→ Work instructions
The string "give" appears in some lines of the entries that follow; copy each such line.

→ Material for this task
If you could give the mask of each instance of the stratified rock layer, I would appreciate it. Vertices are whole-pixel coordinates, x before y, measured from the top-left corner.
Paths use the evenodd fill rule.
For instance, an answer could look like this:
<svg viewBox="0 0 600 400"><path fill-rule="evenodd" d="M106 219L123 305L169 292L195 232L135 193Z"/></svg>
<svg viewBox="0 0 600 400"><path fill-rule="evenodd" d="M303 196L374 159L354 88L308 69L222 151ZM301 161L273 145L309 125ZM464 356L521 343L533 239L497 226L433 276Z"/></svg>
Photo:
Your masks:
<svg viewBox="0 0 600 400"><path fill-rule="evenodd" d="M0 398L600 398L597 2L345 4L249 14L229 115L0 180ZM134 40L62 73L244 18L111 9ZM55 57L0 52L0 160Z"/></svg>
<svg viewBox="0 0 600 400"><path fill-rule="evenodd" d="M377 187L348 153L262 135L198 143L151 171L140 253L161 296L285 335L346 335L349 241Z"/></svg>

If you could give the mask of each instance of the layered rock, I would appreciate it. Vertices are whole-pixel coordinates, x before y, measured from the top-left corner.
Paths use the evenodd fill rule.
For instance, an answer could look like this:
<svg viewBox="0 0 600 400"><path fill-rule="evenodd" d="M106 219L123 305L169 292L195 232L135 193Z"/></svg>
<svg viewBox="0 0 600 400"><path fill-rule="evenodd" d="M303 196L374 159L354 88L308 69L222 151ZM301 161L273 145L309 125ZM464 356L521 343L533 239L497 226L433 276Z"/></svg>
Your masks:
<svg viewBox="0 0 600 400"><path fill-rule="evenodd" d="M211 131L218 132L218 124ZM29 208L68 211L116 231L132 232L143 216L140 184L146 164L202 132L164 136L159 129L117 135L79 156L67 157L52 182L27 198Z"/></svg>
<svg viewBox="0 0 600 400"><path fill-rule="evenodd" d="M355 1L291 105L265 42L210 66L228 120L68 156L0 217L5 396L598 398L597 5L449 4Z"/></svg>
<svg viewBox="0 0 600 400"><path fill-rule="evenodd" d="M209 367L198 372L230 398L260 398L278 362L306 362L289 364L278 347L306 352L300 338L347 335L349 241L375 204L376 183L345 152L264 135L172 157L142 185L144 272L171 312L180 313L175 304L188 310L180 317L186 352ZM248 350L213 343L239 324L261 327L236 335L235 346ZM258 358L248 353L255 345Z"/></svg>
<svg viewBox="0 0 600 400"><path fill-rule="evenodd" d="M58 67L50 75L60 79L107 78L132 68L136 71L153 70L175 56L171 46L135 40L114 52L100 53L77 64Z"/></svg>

→ Task result
If you could give the mask of each instance of the stratified rock layer, I would appreciate it. Vertices are whole-pixel coordinates, x before y, measured from the top-left corner.
If you could give the mask of each instance of the layered rock, I would appreciate it. Vertices are whole-pixel coordinates, x before y, measured from the top-left corner.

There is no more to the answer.